Hoge Raad, 28-10-2016, ECLI:NL:HR:2016:2443, 16/01691
Hoge Raad, 28-10-2016, ECLI:NL:HR:2016:2443, 16/01691
Gegevens
- Instantie
- Hoge Raad
- Datum uitspraak
- 28 oktober 2016
- Datum publicatie
- 28 oktober 2016
- ECLI
- ECLI:NL:HR:2016:2443
- Formele relaties
- In cassatie op: ECLI:NL:CRVB:2016:759
- Zaaknummer
- 16/01691
Inhoudsindicatie
HR: 81.1 RO.
Uitspraak
28 oktober 2016
Nr. 16/01691
Arrest
gewezen op het beroep in cassatie van [X1] te [Z] en [X2] te [Q] (hierna: belanghebbenden) tegen de uitspraak van de Centrale Raad van Beroep van 4 maart 2016, nrs. 14/134 AOW en 14/212 AOW, op de hoger beroepen van belanghebbenden tegen een uitspraak van de Rechtbank Gelderland (nrs. 13/3249 en 13/3250) betreffende een besluit van de Sociale verzekeringsbank (hierna: de Svb) ingevolge de Algemene Ouderdomswet.
1 Geding in cassatie
Belanghebbenden hebben tegen de uitspraak van de Centrale Raad beroep in cassatie ingesteld en daarbij een aantal middelen voorgesteld.
De Svb heeft een verweerschrift ingediend.
Belanghebbenden hebben een conclusie van repliek ingediend.
2 Beoordeling van de middelen
De middelen kunnen niet tot cassatie leiden. Dit behoeft, gezien artikel 81, lid 1, van de Wet op de rechterlijke organisatie, geen nadere motivering, nu de middelen niet nopen tot beantwoording van rechtsvragen in het belang van de rechtseenheid of de rechtsontwikkeling.
3 Proceskosten
De Hoge Raad acht geen termen aanwezig voor een veroordeling in de proceskosten.

◆ AANGELEVERDE GEGEVENS ◆

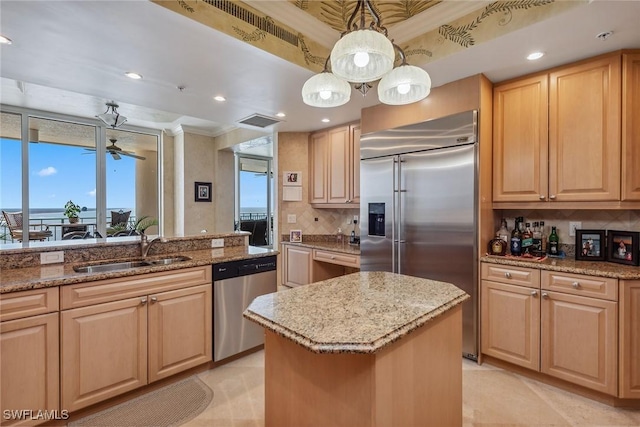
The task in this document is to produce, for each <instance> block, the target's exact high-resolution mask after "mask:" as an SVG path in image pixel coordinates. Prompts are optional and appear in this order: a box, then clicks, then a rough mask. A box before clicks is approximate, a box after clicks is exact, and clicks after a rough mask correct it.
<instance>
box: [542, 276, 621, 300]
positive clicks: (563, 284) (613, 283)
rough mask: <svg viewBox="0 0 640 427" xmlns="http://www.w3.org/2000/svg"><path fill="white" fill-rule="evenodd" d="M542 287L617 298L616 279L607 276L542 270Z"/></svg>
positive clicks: (546, 288)
mask: <svg viewBox="0 0 640 427" xmlns="http://www.w3.org/2000/svg"><path fill="white" fill-rule="evenodd" d="M542 289H547V290H550V291H560V292H564V293H567V294H574V295H582V296H588V297H596V298H602V299H608V300H611V301H617V300H618V279H610V278H608V277H596V276H585V275H583V274H571V273H558V272H556V271H543V272H542Z"/></svg>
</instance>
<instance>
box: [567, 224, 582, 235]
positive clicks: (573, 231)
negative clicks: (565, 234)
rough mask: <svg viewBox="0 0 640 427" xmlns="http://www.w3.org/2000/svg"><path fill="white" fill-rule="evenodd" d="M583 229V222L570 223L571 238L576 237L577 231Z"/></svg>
mask: <svg viewBox="0 0 640 427" xmlns="http://www.w3.org/2000/svg"><path fill="white" fill-rule="evenodd" d="M580 228H582V222H581V221H569V237H575V235H576V230H577V229H580Z"/></svg>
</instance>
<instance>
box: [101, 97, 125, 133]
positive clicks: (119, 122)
mask: <svg viewBox="0 0 640 427" xmlns="http://www.w3.org/2000/svg"><path fill="white" fill-rule="evenodd" d="M106 105H107V111H105V112H104V113H102V114H98V115H97V116H96V117H97V118H99V119H100V120H102V121H103V122H104V124H106V125H107V126H111V127H112V128H113V129H115V128H117V127H119V126H122V125H123V124H124V122H126V121H127V118H126V117H125V116H123V115H121V114H120V113H118V107H119V105H118V104H116V103H115V102H114V101H110V102H107V104H106Z"/></svg>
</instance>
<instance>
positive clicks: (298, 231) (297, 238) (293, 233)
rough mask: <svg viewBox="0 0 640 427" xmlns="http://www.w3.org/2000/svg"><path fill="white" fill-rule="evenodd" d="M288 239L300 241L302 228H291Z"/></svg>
mask: <svg viewBox="0 0 640 427" xmlns="http://www.w3.org/2000/svg"><path fill="white" fill-rule="evenodd" d="M289 241H290V242H292V243H302V230H291V231H290V232H289Z"/></svg>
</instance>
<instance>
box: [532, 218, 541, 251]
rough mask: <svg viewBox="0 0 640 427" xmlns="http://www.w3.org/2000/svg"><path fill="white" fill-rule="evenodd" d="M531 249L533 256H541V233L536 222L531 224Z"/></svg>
mask: <svg viewBox="0 0 640 427" xmlns="http://www.w3.org/2000/svg"><path fill="white" fill-rule="evenodd" d="M532 240H533V249H532V251H531V253H532V254H533V255H534V256H542V233H541V232H540V226H539V224H538V222H534V223H533V239H532Z"/></svg>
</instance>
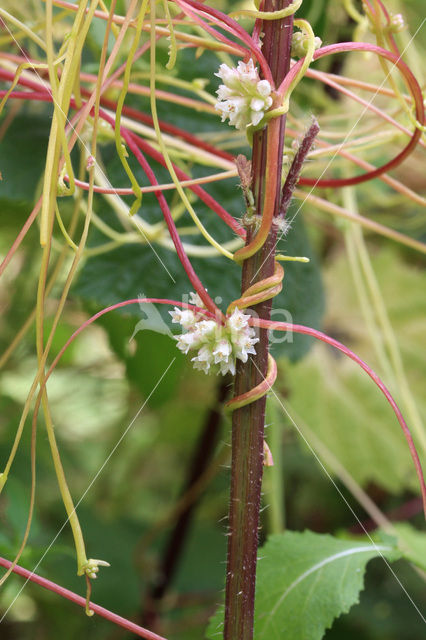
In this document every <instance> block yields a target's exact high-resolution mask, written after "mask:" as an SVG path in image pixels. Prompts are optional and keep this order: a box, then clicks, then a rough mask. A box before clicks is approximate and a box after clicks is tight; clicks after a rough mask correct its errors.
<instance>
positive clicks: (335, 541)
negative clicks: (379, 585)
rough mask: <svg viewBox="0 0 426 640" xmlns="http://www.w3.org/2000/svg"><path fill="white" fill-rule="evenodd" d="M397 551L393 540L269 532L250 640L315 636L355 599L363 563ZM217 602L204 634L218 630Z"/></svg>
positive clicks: (260, 555) (359, 585)
mask: <svg viewBox="0 0 426 640" xmlns="http://www.w3.org/2000/svg"><path fill="white" fill-rule="evenodd" d="M377 556H379V557H385V558H386V559H387V560H396V559H397V558H399V557H400V553H399V551H397V549H396V547H395V544H393V541H392V540H390V541H389V539H388V540H387V541H386V542H384V543H382V542H380V543H377V544H374V543H371V542H365V541H363V540H340V539H338V538H333V537H332V536H330V535H323V534H317V533H313V532H311V531H305V532H303V533H299V532H295V531H287V532H285V533H284V534H277V535H274V536H271V537H270V538H269V539H268V541H267V543H266V544H265V546H264V547H263V548H262V550H261V553H260V558H259V563H258V571H257V586H256V611H255V631H254V638H255V640H284V639H285V640H320V639H321V638H322V637H323V635H324V633H325V631H326V629H328V628H330V627H331V625H332V623H333V621H334V619H335V618H337V617H338V616H340V615H341V614H342V613H347V612H348V611H349V609H350V608H351V607H352V606H353V605H354V604H356V603H357V602H358V601H359V593H360V591H361V590H362V589H363V586H364V573H365V566H366V564H367V562H368V561H369V560H371V559H372V558H375V557H377ZM222 621H223V608H222V610H219V611H218V612H217V613H216V615H215V616H214V617H213V618H212V620H211V621H210V624H209V627H208V630H207V637H208V638H209V639H210V640H217V639H218V638H219V637H220V634H221V633H222Z"/></svg>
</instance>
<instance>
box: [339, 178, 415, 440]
mask: <svg viewBox="0 0 426 640" xmlns="http://www.w3.org/2000/svg"><path fill="white" fill-rule="evenodd" d="M343 198H344V203H345V206H346V207H347V208H348V209H349V210H351V211H354V213H358V211H357V201H356V196H355V193H354V190H353V189H352V188H346V189H344V190H343ZM351 233H352V235H353V240H354V245H355V249H356V252H357V258H358V262H359V265H360V268H361V271H362V274H363V277H364V282H365V293H366V295H367V296H368V298H369V302H370V304H371V307H372V309H373V310H374V315H375V317H376V318H377V320H376V322H377V324H376V327H377V330H378V331H380V333H381V334H382V336H383V344H384V346H385V348H386V350H387V359H388V366H387V368H389V367H391V368H392V373H393V376H392V377H393V379H394V381H395V382H394V384H396V385H397V391H398V393H399V395H400V397H401V399H402V401H403V403H404V405H405V410H406V412H407V415H408V417H409V421H410V423H411V425H412V427H413V431H415V433H416V436H417V438H418V440H419V442H420V443H421V446H422V447H423V449H424V451H426V432H425V429H424V425H423V422H422V419H421V416H420V413H419V410H418V408H417V404H416V401H415V399H414V397H413V394H412V392H411V389H410V385H409V383H408V380H407V376H406V373H405V368H404V363H403V361H402V357H401V352H400V349H399V345H398V341H397V339H396V336H395V332H394V330H393V328H392V324H391V322H390V319H389V315H388V312H387V309H386V305H385V302H384V299H383V296H382V293H381V291H380V287H379V284H378V282H377V278H376V275H375V273H374V269H373V266H372V264H371V260H370V256H369V255H368V251H367V248H366V246H365V242H364V237H363V234H362V230H361V229H360V228H359V227H353V228H352V231H351Z"/></svg>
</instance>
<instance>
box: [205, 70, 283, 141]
mask: <svg viewBox="0 0 426 640" xmlns="http://www.w3.org/2000/svg"><path fill="white" fill-rule="evenodd" d="M215 75H216V76H218V77H219V78H221V80H223V83H224V84H221V85H220V86H219V89H218V90H217V92H216V93H217V97H218V100H219V101H218V102H217V103H216V105H215V108H216V109H217V111H220V113H221V114H222V122H224V121H225V120H226V118H229V124H232V125H234V126H235V127H236V128H237V129H246V128H247V127H249V126H250V125H253V126H257V125H258V124H259V123H260V121H261V120H262V118H263V116H264V115H265V111H267V110H268V109H269V107H270V106H271V105H272V97H271V92H272V88H271V85H270V83H269V81H268V80H261V79H260V78H259V73H258V71H257V69H256V68H255V66H254V64H253V60H252V59H250V60H249V61H248V62H247V63H245V62H242V61H241V60H240V62H239V63H238V66H237V67H236V68H234V67H228V65H227V64H221V65H220V67H219V71H218V73H216V74H215Z"/></svg>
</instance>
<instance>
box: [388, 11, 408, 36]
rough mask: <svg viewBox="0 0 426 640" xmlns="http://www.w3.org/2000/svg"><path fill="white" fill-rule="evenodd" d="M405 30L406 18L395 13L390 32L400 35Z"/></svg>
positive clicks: (390, 21)
mask: <svg viewBox="0 0 426 640" xmlns="http://www.w3.org/2000/svg"><path fill="white" fill-rule="evenodd" d="M404 29H405V20H404V16H403V15H402V13H394V14H393V16H391V19H390V24H389V30H390V31H392V33H400V31H403V30H404Z"/></svg>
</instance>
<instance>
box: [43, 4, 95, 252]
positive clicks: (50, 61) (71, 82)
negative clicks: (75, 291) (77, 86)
mask: <svg viewBox="0 0 426 640" xmlns="http://www.w3.org/2000/svg"><path fill="white" fill-rule="evenodd" d="M96 5H97V1H95V0H94V2H92V4H91V7H90V10H89V12H88V13H87V15H86V11H85V9H86V6H87V0H84V1H83V2H81V4H80V6H79V9H78V11H77V13H76V16H75V20H74V23H73V26H72V29H71V33H70V36H69V38H68V41H67V50H66V58H65V64H64V68H63V71H62V74H61V80H60V81H59V80H58V76H57V72H56V68H55V66H54V60H55V55H54V48H53V24H52V1H51V0H46V54H47V63H48V69H49V79H50V86H51V91H52V98H53V106H54V112H53V118H52V125H51V129H50V136H49V143H48V148H47V157H46V166H45V173H44V183H43V205H42V209H41V219H40V244H41V245H42V246H43V247H44V246H46V245H47V243H48V238H49V236H50V233H51V228H52V226H53V220H54V216H55V205H54V203H55V200H56V194H57V176H58V170H59V161H60V155H61V151H62V153H63V154H64V157H65V164H66V168H67V173H68V176H69V179H70V192H72V191H73V190H74V177H73V169H72V164H71V158H70V154H69V150H68V143H67V139H66V134H65V125H66V120H67V115H68V111H69V105H70V100H71V95H72V91H73V88H74V86H75V77H76V75H78V73H79V69H80V58H81V51H82V48H83V45H84V42H85V38H86V35H87V32H88V30H89V27H90V23H91V20H92V18H93V13H94V11H95V9H96Z"/></svg>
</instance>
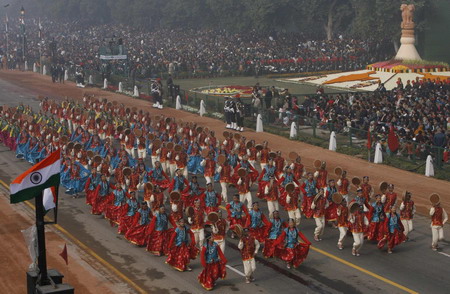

◆ UIT TE VOEREN TAKEN ◆
**A)** Schrijf uit het arrest van de Hoge Raad letterlijk het gedeelte over dat begint bij de woorden "2 Beoordeling van" en stop na de woorden "of de rechtsontwikkeling.".
**B)** Tegen welke uitspraak hebben de belanghebbenden volgens het arrest van de Hoge Raad beroep in cassatie ingesteld?
**C)** Zet de alinea in het arrest van de Hoge Raad die begint met "gewezen op het beroep in cassatie" om in een beknopte lijst en behoud daarbij de belangrijkste feiten.

◆ ANTWOORDEN PER TAAK ◆
**A)**
2 Beoordeling van de middelen
De middelen kunnen niet tot cassatie leiden. Dit behoeft, gezien artikel 81, lid 1, van de Wet op de rechterlijke organisatie, geen nadere motivering, nu de middelen niet nopen tot beantwoording van rechtsvragen in het belang van de rechtseenheid of de rechtsontwikkeling.

**B)** Tegen de uitspraak van de Centrale Raad van Beroep van 4 maart 2016.

**C)**
- Het beroep in cassatie is ingesteld door [X1] te [Z] en [X2] te [Q], de belanghebbenden.
- Het beroep is gericht tegen de uitspraak van de Centrale Raad van Beroep van 4 maart 2016, nrs. 14/134 AOW en 14/212 AOW.
- Die uitspraak ging over de hoger beroepen van de belanghebbenden tegen een uitspraak van de Rechtbank Gelderland (nrs. 13/3249 en 13/3250).
- De zaak betreft een besluit van de Sociale verzekeringsbank (Svb) op grond van de Algemene Ouderdomswet.